• LISTED RECORDS
--- --- ---

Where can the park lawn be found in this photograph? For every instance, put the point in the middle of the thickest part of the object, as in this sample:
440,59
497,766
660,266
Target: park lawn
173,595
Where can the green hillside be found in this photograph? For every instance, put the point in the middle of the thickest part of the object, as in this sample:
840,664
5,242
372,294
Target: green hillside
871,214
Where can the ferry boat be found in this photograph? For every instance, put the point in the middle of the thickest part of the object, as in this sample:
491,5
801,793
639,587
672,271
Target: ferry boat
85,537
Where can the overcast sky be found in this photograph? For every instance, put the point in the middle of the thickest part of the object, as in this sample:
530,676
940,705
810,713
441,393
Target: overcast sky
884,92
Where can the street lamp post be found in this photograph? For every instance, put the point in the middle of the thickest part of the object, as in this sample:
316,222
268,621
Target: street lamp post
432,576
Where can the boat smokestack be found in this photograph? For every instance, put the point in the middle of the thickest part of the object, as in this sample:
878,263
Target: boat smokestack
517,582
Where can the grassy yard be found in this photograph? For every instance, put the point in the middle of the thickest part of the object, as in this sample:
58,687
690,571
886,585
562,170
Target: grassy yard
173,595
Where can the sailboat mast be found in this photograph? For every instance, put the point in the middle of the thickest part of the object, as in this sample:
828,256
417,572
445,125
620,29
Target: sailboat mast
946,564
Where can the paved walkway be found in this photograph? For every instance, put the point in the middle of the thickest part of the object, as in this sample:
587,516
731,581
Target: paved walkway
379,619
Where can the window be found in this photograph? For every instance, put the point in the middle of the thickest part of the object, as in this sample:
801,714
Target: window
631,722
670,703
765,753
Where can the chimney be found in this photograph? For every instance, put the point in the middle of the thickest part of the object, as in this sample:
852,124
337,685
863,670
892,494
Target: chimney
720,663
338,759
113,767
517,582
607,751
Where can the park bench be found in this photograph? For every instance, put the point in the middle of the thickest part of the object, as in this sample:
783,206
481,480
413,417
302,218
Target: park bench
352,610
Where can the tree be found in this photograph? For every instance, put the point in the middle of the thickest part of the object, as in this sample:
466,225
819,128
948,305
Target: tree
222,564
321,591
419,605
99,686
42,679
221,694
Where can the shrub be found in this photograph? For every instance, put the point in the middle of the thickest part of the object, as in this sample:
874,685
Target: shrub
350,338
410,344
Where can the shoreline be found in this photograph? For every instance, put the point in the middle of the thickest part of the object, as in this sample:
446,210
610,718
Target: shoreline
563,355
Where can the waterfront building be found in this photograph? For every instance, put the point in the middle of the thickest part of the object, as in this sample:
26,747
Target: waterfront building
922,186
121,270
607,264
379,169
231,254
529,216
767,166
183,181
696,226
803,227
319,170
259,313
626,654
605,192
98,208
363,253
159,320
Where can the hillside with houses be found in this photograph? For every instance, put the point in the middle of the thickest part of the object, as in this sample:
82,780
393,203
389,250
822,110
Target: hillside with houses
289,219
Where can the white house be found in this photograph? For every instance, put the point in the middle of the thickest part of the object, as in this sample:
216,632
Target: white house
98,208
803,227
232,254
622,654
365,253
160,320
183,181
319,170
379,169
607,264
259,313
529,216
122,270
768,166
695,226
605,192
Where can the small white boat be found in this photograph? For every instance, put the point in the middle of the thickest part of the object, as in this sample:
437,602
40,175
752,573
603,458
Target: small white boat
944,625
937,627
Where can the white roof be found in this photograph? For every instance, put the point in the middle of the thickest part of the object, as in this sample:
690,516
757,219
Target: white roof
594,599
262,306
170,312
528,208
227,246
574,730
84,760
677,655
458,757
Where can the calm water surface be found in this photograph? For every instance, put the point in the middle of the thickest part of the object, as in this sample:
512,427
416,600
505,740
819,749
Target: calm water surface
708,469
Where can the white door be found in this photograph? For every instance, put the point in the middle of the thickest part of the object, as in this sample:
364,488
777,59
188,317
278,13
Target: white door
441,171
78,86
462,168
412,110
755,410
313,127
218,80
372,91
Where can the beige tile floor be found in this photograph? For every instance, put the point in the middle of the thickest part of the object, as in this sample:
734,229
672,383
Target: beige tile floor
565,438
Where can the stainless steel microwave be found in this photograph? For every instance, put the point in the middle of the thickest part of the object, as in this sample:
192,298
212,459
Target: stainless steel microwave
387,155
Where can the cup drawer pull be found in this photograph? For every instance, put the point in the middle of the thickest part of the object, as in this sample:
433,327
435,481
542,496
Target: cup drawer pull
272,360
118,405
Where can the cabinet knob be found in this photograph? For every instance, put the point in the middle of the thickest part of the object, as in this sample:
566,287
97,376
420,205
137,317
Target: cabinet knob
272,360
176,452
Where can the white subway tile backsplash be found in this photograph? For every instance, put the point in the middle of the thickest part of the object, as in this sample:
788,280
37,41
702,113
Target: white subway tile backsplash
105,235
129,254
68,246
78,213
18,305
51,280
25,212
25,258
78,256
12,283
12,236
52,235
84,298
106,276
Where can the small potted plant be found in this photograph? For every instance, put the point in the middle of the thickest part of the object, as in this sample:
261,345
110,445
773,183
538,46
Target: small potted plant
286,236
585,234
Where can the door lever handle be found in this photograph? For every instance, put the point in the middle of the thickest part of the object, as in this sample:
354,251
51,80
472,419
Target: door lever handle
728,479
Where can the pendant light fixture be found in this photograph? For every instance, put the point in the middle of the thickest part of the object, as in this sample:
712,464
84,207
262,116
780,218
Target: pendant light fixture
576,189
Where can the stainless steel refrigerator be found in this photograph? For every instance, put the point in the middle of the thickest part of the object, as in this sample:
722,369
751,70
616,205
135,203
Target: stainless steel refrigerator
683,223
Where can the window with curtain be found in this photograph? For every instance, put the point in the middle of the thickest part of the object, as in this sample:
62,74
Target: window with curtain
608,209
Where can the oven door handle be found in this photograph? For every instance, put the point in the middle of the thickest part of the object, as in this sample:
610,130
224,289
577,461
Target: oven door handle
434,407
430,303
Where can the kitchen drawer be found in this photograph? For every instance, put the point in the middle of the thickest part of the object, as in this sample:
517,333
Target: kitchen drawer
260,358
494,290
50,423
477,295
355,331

--- --- ---

• STATED TASK
Reproduce every row above verbatim, keeping each line, line break, space, and punctuation mark unchanged.

• FINISHED ANSWER
Where can the park lawn be found in this photograph? For every instance, put the point in the middle of the thickest part of the object, as in this sample:
440,59
497,766
660,266
Target: park lawn
173,595
Where can the green hillside be found in this photograph? For every instance, put the point in the middle of the thickest part of the object, as in this sample:
840,664
5,242
372,294
Target: green hillside
871,214
Where can the ferry boat be found in this photograph? For every instance, put the point in the middle of the thickest part of the object, as in this sample:
491,5
801,793
639,587
672,271
Target: ferry boat
85,537
Where can the overcast sky be found in this photograph? For every instance, put the point in the middle of the thickest part of the object, as in this sample:
530,676
940,705
810,713
441,393
Target: overcast sky
884,92
Where can the street lamp post be found in this photograph? For every instance, put the point in the middle of the thickest part of the object, as in this sample:
316,222
268,621
Target: street lamp post
432,576
Where can the boat smokestack be found in this photograph? For every instance, put the point in the middle of the thickest part of the object, as in this sample:
878,263
Target: boat smokestack
517,582
Where can the grassy yard be found in this photograph? For every instance, put the point in the middle of the thickest part of the object, as in this sample:
58,687
690,571
886,585
562,170
Target: grassy yard
173,595
Where can the sailboat mast be found in this photograph? For every instance, put the point in the middle of the thickest part of the object, as in this sample:
828,256
417,572
445,125
620,29
Target: sailboat mast
946,564
Where can the paved walkway be found in this photograph? For every instance, put the point in the middle of the thickest part of the object, as in this sample:
587,516
731,581
Target: paved walkway
379,619
Where can the window be found in this photograph? For every instance, put the point in the middle of the thickest part of the object, as in this sample:
801,714
Target: window
631,722
670,703
765,753
Where can the chimney be found in this photograph? For every instance, put the point in the middle of the thickest part of the object, as in this sample:
852,124
337,685
863,670
892,494
Target: chimney
720,663
338,759
113,767
517,582
607,751
Where can the park bench be found in this photograph? For every instance, put the point in the middle of the thickest part of the object, as in this sample:
783,206
481,480
413,417
302,218
Target: park bench
352,610
Where can the tree be found in this photograph? For every instance, put the point in the middle of the thickest part of the object, as in this sample:
466,225
819,128
948,305
Target: tree
222,564
321,591
419,605
99,686
42,679
221,694
Where can the shrub be found in this photograph? For every instance, put the point in the middle of the thickest part of the object, as in this sample:
874,685
Target: shrub
350,338
410,344
Where can the shoreline be found in this photograph? For every instance, put the point in the middle of the thickest part of the object, as in this sample:
446,210
610,718
Target: shoreline
563,355
Where can the waterfront building be found in this photograph? For every instance, put the point in the middle of the thickest part of the object, as in this sample:
26,747
Target: waterfront building
922,186
121,270
607,264
379,169
231,254
529,216
767,166
183,181
696,226
803,227
319,170
259,313
626,654
605,192
98,208
363,253
159,320
Where can the hillside with houses be found in this photograph? For every instance, put the point in the middle of the thickest part of the object, as in this sample:
82,780
393,203
389,250
822,110
Target: hillside with houses
289,219
Where can the white house be found in this photograph? For every instance, put the point in the middle of the thickest part of the object, as in this sample:
216,632
Target: white house
98,208
803,227
232,254
622,654
365,253
160,320
183,181
319,170
379,169
607,264
259,313
529,216
122,270
768,166
695,226
605,192
Where can the small white boat be found in this photograph? For every instance, put the point in the middle of the thickest part of the object, as in this sample:
437,602
40,175
752,573
603,458
Target: small white boat
944,625
937,627
Where can the white roof be found in this photograph? For every instance, put the point in the middle of the thickest part of the object, as in this sample:
690,516
757,219
Target: white roof
594,599
262,306
170,312
528,208
227,246
574,730
84,760
677,655
458,757
Where can the calm water surface be found in this photograph? For every instance, put the point in the middle of the thickest part of the object, as in this sample:
512,427
416,600
505,740
819,749
Target: calm water surface
708,469
Where can the white door be found in this photograph? For every instance, put the point in the middle of the thickest part of the object, as in this sample:
364,488
777,59
188,317
278,13
Target: white door
441,171
78,86
462,168
412,110
755,410
313,127
218,80
372,91
Where can the beige tile floor be found in this photograph? For every instance, put the point in the middle of the thickest part of the object, as in this sample:
734,229
672,383
Target: beige tile floor
565,438
Where can the stainless steel microwave be found in this photograph? For every instance, put the point in the middle of the thickest part of the object, as in this sample:
192,298
212,459
Target: stainless steel microwave
387,155
Where can the cup drawer pull be found in this photograph? For every instance, put the point in the middle of the thickest part of the object, as in this sample:
433,327
435,481
542,496
Target: cup drawer pull
272,360
118,405
Where can the cabinet knob be found in this photograph? For every instance, put the point in the middle of the thickest part of the object, as in this sample:
566,287
97,376
420,205
137,317
Target: cabinet knob
272,360
176,452
Where can the white subway tile backsplash be found in this photograph? For every instance, put the point in the middle of the thickest part of the object, as in this sample:
788,280
37,41
702,113
Target: white subway tile backsplash
105,235
129,254
68,246
78,213
18,305
51,280
25,212
25,258
78,256
12,283
12,236
52,235
84,298
106,276
Where can the small potted plant be found in this photograph? For every instance, put the point in the middle of the thickest part of the object, as in this sample:
261,345
110,445
773,183
538,46
Target: small potted plant
286,236
585,234
Where can the door lever handle be found in this photograph? For every instance, put the point in the middle of the thickest part of the object, as in this sample:
354,251
51,80
472,419
Target: door lever handle
728,479
Where can the pendant light fixture be found in this photograph? For every instance, put the point in the middle of the thickest part of the object, as in this sample:
712,464
84,207
262,116
780,218
Target: pendant light fixture
576,189
Where can the stainless steel refrigerator be found in this photograph? For every instance, put the point in the middle of the thickest part of the object, as in this sample:
722,369
751,70
616,205
135,203
Target: stainless steel refrigerator
683,223
Where can the window with curtain be found in this photograph? For every instance, put the point in the middle of the thickest part of the object, as in this sample:
62,74
Target: window with curtain
608,209
Where can the oven door handle be found in this photograph? For every instance, put the point in the middle of the thickest part of the object, as in this sample:
610,130
224,289
577,461
Target: oven door handle
434,407
430,303
Where can the kitchen drawer be found in this photograph? For every instance, put the point in the middle of the thickest part of the object, as in this sample:
517,333
Target: kitchen drawer
260,358
494,290
50,423
477,295
355,331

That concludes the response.